* _What is being asked_
In the data below, find the line that contains "mud flat, one" and the line that contains "Task: drop a dot on every instance of the red". Copy both, plus every line between them, exactly.

(Data for processing Opens)

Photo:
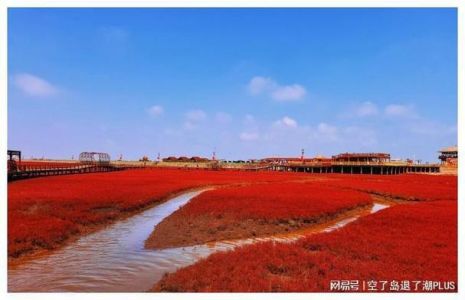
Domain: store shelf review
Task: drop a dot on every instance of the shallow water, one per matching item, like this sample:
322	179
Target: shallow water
114	259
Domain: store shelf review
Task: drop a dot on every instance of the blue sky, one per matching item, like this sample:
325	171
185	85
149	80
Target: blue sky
245	83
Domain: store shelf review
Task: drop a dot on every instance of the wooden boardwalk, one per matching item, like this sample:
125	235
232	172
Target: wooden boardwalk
53	171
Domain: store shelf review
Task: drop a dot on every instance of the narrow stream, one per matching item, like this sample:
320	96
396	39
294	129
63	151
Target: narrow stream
114	259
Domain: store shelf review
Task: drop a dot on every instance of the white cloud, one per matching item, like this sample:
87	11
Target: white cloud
366	109
196	115
258	85
286	122
289	93
155	110
249	119
249	136
34	86
223	118
264	85
398	110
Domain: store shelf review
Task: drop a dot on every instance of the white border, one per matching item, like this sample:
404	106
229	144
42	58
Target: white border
4	4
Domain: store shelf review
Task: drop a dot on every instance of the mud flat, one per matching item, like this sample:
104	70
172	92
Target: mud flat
179	231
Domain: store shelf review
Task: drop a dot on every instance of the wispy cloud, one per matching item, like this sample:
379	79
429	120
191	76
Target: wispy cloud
286	122
259	85
366	109
399	110
223	118
194	118
249	136
155	110
34	86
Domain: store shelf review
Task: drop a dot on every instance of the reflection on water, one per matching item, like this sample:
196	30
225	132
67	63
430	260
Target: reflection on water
114	259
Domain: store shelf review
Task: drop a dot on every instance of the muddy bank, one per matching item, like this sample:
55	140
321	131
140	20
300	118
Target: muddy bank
178	230
85	230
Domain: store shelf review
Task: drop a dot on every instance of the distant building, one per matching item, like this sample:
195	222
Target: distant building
362	157
449	156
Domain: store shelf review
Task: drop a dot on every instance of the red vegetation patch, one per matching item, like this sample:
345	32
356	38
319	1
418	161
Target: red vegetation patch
253	210
44	212
405	242
274	201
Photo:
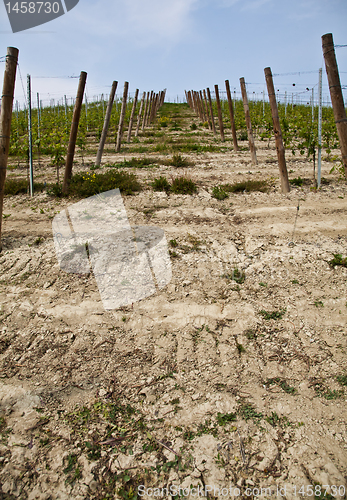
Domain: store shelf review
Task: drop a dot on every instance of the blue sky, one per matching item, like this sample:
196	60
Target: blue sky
178	45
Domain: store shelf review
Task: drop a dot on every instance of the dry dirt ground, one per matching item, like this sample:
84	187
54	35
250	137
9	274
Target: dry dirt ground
217	387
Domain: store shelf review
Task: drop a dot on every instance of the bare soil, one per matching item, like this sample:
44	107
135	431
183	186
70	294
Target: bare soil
214	382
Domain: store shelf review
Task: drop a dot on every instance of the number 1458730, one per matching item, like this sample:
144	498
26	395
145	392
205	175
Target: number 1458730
33	7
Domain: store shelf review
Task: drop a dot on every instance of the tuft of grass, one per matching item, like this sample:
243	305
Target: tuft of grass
297	181
161	184
273	314
224	418
282	383
137	163
248	186
183	185
338	260
219	193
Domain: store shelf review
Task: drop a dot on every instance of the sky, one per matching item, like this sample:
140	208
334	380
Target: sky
179	45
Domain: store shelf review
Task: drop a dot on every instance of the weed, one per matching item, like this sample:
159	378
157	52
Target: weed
247	411
71	462
137	163
243	136
338	260
273	314
250	334
236	275
246	186
188	435
323	391
342	379
297	181
240	348
178	161
224	418
219	193
273	419
183	185
94	450
161	184
173	243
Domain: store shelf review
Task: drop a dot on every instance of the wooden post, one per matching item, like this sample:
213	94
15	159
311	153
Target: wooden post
202	106
106	124
73	132
150	104
336	94
5	119
277	131
220	118
196	109
248	122
149	108
207	113
122	117
163	97
132	115
190	100
211	110
154	107
145	113
201	115
139	115
231	113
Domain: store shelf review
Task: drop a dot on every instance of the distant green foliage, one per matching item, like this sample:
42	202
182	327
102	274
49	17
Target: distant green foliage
20	186
89	184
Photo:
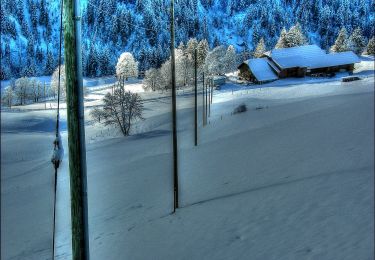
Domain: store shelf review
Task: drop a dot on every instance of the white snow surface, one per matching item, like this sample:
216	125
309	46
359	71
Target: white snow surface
292	178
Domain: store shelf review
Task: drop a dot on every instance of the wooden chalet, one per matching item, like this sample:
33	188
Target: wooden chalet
298	61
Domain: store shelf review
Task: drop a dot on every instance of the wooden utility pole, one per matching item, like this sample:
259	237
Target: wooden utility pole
206	88
76	131
174	114
45	98
196	99
209	97
203	104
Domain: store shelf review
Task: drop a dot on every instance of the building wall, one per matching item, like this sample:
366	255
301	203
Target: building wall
293	72
347	67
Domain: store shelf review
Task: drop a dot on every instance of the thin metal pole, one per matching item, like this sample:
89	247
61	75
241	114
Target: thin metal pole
174	113
196	100
76	130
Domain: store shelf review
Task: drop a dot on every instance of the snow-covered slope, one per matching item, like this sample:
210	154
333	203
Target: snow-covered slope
292	178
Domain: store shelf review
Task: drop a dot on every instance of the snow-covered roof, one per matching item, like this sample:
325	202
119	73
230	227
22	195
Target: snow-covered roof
261	69
310	56
336	59
301	56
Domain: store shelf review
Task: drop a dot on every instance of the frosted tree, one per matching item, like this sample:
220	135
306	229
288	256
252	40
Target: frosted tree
190	49
214	64
21	90
184	69
126	66
230	59
295	37
203	49
121	109
341	43
260	49
7	97
55	82
357	42
281	43
165	72
370	49
152	80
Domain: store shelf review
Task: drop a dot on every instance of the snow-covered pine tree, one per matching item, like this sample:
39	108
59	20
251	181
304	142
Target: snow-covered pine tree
214	64
370	49
126	66
152	80
341	43
295	37
260	49
7	97
203	49
50	64
357	42
21	89
230	60
192	44
281	43
55	82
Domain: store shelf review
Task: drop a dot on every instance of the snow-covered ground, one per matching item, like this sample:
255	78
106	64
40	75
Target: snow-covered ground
292	178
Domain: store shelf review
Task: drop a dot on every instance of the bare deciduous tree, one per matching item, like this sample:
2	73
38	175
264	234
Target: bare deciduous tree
121	109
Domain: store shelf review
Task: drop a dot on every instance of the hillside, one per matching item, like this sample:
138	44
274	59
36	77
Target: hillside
293	180
30	29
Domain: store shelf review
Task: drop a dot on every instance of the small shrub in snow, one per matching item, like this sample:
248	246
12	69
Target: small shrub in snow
240	109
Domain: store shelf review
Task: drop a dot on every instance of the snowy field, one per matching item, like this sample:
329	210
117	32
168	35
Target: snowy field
292	178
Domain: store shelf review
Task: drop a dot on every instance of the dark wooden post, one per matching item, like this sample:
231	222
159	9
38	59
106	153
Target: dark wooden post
76	131
196	99
174	113
206	94
209	97
45	98
203	103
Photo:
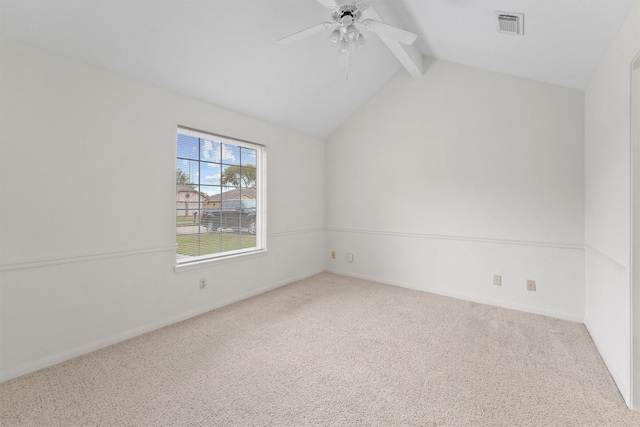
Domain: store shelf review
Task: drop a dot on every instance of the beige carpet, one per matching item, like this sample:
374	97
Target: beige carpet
333	351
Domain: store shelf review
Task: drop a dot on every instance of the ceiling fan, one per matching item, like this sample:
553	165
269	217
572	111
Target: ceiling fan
347	26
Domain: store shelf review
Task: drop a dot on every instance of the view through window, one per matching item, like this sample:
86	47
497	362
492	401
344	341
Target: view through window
217	196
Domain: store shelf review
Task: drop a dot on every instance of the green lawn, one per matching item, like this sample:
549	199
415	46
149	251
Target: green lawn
211	243
184	220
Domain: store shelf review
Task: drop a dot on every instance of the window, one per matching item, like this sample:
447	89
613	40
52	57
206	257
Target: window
218	196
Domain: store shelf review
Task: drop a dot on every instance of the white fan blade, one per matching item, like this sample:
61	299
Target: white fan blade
389	31
306	33
329	4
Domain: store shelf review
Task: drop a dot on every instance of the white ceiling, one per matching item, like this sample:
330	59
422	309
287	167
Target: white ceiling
226	52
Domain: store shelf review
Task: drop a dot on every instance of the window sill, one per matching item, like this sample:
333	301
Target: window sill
194	265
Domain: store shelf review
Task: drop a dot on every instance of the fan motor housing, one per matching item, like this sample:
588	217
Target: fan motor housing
347	10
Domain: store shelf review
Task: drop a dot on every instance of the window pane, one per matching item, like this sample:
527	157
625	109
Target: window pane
210	173
230	154
187	171
247	156
216	197
210	151
187	147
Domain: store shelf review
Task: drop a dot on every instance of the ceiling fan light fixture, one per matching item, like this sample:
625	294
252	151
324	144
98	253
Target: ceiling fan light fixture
335	37
351	34
344	47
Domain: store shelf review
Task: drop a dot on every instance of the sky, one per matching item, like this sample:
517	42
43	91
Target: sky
204	161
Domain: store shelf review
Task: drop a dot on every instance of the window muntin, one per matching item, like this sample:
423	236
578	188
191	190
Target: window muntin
219	196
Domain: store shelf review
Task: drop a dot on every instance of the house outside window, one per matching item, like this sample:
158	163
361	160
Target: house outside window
219	196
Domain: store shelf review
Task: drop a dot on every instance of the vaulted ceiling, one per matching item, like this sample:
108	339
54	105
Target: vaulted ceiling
226	52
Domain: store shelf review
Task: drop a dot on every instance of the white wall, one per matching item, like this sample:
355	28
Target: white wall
87	213
635	266
442	181
607	202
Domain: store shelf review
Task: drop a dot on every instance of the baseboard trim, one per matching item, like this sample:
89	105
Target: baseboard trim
466	297
617	378
569	246
48	361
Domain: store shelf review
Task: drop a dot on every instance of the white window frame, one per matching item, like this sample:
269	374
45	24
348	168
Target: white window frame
261	205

(Data for processing Closes)

* _Task solution_
Task: drop a dot on every instance of the mud flat, one per matching item, like this sample:
104	70
172	92
Target: mud flat
179	231
Domain: store shelf review
Task: drop a dot on every instance of the wispy cloud, one per matching item, like this sample:
379	79
429	120
191	76
Target: wispy cloud
286	122
259	85
366	109
399	110
223	118
194	118
249	136
155	110
34	86
Domain: store shelf review
Task: drop a dot on every instance of the reflection on water, one per matching item, like this sample:
196	30
225	132
67	63
430	260
Target: reflection on water
114	259
Domain: store shelf review
Task: drop a dot on every instance of the muddy bank, one per matching item, like this sample:
55	140
321	131
140	20
300	118
Target: muddy bank
178	230
85	230
Domain: store shelf review
Task: drop a dot on every instance of the distant building, one per matching item, like this sample:
195	222
Target: distant building
362	157
449	156
Domain: store shelf review
Task: drop a dot on every instance of the red vegetation patch, one per matching item, like this sample:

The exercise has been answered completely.